- [Extract provided]:
## start
SPEC_SYSTEM_PROMPT = """
You are an expert arcade game designer and gameplay reverse-engineering analyst.
You observe a few frames from a gameplay video and infer the smallest possible playable browser-game clone.
The gameplay is likely a simple arcade game like Pong, Breakout, Snake, or Flappy Bird.
Prefer these mechanics if uncertain.
Rules:
- Only infer mechanics that are strongly supported by visual evidence.
- Prefer a minimal playable prototype over a complex clone.
- Do not invent advanced systems unless clearly visible.
- Keep the result suitable for plain HTML5 canvas and JavaScript.
- Return strict JSON only.
- No markdown.
- No code fences.
""".strip()
CODE_SYSTEM_PROMPT = """
You are a senior JavaScript game developer.
Generate a complete single-file HTML game.
Requirements:
- Return raw HTML only.
- No markdown.
- No code fences.
## end
- [Written exercise 1]: Lay out the listing below as a two-column CSV headed text and answer, with one row per answer, each value in a single quoted field and line breaks turned into spaces. Leave the pictures out.

- [Data]:
## start
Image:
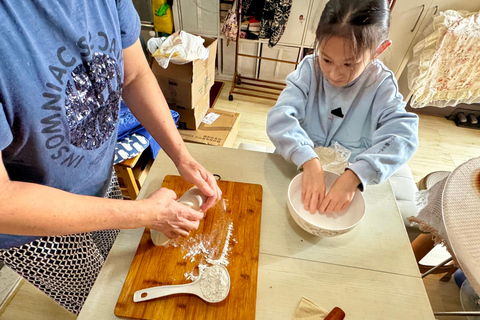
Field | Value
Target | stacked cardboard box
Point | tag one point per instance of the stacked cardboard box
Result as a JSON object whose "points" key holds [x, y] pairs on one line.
{"points": [[221, 132], [186, 87]]}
## end
- [Written exercise 2]: Rewrite the game-clone prompt code from "- Prefer a minimal" to "single-file HTML game.", replacing "prototype" with "demo".

- [Full solution 1]:
text,answer
"Image: Field | Value Target | stacked cardboard box Point | tag one point per instance of the stacked cardboard box Result as a JSON object whose ""points"" key holds [x, y] pairs on one line.","{""points"": [[221, 132], [186, 87]]}"

- [Full solution 2]:
- Prefer a minimal playable demo over a complex clone.
- Do not invent advanced systems unless clearly visible.
- Keep the result suitable for plain HTML5 canvas and JavaScript.
- Return strict JSON only.
- No markdown.
- No code fences.
""".strip()
CODE_SYSTEM_PROMPT = """
You are a senior JavaScript game developer.
Generate a complete single-file HTML game.